_Problems to work on_
[a] In the Gaza passage, why does genocide no longer count as a disputed label?
[b] Reproduce the Gaza passage word for word between "The International Association" and "ability to survive.", inclusive.

Seventy thousand dead. That is the number the United Nations special committee and commission of inquiry have now put on the record for Gaza. By December 2025, at least 70,117 Palestinians have been killed. Half of them are women and children. The figure is not a tally of combatants. It is a count of civilians, systematically destroyed.
The International Association of Genocide Scholars has used the word genocide. So have multiple human rights groups. So has a UN commission. This is not a disputed label anymore. It is a legal finding, backed by evidence of mass killings, deliberate starvation, and the infliction of serious bodily and mental harm. The commission has called for accountability. It has urged the international community to act.
But the numbers alone miss something. They miss how this happened. How a war that began with an attack by Hamas in October 2023 spiraled into a campaign that has dismantled an entire society’s ability to survive.

_Recorded data_
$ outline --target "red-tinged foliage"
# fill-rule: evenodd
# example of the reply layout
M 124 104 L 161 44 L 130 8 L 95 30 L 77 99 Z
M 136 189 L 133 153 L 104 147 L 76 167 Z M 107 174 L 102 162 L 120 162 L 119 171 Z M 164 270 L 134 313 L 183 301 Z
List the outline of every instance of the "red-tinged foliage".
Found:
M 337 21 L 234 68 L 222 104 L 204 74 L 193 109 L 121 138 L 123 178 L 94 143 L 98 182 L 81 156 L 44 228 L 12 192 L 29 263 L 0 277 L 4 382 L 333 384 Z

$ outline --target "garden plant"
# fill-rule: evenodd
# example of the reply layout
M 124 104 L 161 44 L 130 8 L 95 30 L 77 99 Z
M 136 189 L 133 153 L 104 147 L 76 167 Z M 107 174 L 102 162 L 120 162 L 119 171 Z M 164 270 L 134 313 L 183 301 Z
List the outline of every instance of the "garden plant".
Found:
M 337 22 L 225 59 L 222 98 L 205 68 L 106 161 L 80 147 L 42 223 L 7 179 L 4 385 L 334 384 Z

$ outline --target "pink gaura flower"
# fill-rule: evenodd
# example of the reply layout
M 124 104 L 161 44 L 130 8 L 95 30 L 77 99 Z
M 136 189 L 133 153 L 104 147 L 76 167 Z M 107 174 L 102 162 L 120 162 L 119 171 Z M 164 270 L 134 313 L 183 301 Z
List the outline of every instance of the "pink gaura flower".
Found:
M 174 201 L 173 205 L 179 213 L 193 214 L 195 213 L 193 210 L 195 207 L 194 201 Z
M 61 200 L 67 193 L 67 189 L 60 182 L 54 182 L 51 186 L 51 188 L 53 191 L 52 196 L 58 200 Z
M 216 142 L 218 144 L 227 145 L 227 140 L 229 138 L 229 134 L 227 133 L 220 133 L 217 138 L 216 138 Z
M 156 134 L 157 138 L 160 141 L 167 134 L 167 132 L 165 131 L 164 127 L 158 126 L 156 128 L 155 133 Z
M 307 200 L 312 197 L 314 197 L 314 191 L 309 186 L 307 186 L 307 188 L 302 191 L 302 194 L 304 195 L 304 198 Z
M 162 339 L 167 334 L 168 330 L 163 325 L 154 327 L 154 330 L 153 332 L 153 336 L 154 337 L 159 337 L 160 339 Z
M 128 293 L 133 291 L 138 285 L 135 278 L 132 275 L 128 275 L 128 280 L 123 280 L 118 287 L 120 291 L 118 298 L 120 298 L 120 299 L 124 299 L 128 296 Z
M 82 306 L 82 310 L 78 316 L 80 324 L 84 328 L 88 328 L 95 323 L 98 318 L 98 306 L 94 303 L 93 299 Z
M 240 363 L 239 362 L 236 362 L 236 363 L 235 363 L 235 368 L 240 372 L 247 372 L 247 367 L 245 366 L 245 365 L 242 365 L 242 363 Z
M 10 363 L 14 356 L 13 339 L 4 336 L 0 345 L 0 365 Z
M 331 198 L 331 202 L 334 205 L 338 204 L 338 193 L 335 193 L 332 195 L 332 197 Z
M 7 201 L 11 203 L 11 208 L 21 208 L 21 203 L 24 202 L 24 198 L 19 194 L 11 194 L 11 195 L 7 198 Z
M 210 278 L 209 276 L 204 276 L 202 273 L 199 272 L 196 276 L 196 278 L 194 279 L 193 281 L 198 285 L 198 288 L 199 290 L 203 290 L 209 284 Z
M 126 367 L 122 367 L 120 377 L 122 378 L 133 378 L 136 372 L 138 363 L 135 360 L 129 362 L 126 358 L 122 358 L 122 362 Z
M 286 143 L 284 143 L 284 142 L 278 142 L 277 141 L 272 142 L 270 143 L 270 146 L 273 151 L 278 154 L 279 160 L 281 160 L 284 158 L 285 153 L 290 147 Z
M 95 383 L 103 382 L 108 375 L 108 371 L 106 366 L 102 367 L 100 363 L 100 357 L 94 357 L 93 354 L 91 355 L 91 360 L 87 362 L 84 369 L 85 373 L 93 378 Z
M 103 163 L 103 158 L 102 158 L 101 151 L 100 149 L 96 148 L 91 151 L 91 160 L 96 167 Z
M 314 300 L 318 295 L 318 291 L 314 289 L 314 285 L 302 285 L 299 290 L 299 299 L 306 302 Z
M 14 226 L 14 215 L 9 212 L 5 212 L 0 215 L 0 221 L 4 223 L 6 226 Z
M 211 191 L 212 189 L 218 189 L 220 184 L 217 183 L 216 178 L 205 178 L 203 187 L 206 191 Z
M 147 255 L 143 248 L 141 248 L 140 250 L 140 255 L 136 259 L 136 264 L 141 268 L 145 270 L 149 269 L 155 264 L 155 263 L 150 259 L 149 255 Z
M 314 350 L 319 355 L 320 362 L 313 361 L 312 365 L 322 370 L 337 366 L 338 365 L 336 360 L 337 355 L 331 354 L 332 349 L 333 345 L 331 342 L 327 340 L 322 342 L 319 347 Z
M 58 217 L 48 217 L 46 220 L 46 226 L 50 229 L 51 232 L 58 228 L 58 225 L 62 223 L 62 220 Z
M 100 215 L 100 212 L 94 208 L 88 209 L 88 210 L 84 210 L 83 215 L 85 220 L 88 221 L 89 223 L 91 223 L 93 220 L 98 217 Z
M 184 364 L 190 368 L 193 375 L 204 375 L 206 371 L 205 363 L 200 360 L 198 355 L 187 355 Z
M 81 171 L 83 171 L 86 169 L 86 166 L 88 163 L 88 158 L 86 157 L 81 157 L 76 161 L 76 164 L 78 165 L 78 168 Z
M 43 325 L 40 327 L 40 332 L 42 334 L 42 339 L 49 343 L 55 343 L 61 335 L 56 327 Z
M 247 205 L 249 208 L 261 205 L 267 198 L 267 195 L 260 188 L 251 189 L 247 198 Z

_Expected outputs_
[a] The passage calls it a legal finding backed by evidence of mass killings, deliberate starvation, and the infliction of serious bodily and mental harm. It also notes that the International Association of Genocide Scholars, multiple human rights groups, and a UN commission have all used the word.

[b]
The International Association of Genocide Scholars has used the word genocide. So have multiple human rights groups. So has a UN commission. This is not a disputed label anymore. It is a legal finding, backed by evidence of mass killings, deliberate starvation, and the infliction of serious bodily and mental harm. The commission has called for accountability. It has urged the international community to act.
But the numbers alone miss something. They miss how this happened. How a war that began with an attack by Hamas in October 2023 spiraled into a campaign that has dismantled an entire society’s ability to survive.